INSTRUCTIONS TO FOLLOW: All lines from the one containing "point: sandy track" to the end of the entries below must be output exactly, and no other lines.

● ● ● ● ● ● ●

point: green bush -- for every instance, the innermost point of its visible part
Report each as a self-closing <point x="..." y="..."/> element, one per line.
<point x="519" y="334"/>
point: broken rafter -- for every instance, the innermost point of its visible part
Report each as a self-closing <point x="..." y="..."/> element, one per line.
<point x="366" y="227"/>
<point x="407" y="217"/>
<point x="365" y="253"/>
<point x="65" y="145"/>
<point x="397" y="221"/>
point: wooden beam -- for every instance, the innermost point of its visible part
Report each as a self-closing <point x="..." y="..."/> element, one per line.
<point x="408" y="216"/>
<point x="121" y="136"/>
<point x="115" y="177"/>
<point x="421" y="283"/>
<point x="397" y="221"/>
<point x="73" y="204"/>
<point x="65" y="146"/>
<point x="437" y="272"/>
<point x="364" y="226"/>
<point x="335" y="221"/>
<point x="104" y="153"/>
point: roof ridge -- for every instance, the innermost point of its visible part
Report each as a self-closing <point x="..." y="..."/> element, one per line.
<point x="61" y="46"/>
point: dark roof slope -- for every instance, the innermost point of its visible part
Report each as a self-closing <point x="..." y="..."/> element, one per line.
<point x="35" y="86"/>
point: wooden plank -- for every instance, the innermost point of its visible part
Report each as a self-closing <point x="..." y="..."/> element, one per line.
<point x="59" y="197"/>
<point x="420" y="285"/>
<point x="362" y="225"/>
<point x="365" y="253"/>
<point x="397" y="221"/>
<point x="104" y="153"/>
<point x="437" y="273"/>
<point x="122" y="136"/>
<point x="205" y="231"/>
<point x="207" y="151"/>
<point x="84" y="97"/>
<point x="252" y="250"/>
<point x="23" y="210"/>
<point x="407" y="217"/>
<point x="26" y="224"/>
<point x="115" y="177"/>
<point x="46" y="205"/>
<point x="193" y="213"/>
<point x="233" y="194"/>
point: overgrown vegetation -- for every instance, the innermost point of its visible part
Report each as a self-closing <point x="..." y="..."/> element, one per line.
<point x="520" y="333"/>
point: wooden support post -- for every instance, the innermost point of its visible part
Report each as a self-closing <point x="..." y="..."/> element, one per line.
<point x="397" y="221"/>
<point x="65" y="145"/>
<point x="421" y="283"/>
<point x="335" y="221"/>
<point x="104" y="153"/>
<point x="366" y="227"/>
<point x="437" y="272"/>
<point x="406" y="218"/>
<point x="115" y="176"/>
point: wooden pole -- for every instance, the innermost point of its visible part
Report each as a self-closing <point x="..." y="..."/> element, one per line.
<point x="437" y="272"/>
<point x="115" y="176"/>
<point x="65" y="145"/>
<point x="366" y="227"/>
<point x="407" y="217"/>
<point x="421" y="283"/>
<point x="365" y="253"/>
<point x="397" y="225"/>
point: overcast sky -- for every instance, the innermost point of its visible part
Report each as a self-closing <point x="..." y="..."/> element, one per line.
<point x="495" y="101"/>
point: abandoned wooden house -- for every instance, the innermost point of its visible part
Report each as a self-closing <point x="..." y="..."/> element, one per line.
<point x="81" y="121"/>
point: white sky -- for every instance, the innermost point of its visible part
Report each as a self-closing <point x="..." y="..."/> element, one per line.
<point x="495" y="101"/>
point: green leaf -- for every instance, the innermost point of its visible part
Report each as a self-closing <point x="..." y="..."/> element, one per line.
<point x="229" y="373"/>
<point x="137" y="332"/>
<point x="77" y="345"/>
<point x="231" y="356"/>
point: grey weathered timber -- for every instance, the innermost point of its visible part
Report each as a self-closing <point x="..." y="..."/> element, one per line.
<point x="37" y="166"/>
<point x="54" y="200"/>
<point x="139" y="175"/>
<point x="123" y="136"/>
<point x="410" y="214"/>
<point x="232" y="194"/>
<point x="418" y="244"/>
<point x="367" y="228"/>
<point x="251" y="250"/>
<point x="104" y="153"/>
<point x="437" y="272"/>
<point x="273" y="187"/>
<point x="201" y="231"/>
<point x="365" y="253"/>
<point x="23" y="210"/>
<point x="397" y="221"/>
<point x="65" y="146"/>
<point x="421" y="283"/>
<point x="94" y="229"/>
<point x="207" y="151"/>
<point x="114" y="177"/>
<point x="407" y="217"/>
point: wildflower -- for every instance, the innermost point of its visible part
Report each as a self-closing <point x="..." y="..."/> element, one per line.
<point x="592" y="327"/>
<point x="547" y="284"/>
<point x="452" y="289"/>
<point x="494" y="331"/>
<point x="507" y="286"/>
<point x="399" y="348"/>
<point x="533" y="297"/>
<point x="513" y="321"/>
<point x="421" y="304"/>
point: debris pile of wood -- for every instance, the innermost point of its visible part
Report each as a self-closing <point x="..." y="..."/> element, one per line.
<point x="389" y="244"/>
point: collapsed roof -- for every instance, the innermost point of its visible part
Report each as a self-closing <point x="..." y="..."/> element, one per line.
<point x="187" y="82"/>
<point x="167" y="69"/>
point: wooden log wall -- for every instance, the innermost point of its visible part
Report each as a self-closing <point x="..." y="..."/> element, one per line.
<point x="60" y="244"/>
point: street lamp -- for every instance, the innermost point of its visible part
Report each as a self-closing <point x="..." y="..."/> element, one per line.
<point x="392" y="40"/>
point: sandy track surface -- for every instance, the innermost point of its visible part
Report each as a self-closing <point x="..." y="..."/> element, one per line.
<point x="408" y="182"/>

● ● ● ● ● ● ●

SOLUTION TO THE EXERCISE:
point: sandy track surface -- for every instance, the innermost point of its visible part
Report each as a self-closing <point x="..." y="..."/> element, one per line.
<point x="408" y="182"/>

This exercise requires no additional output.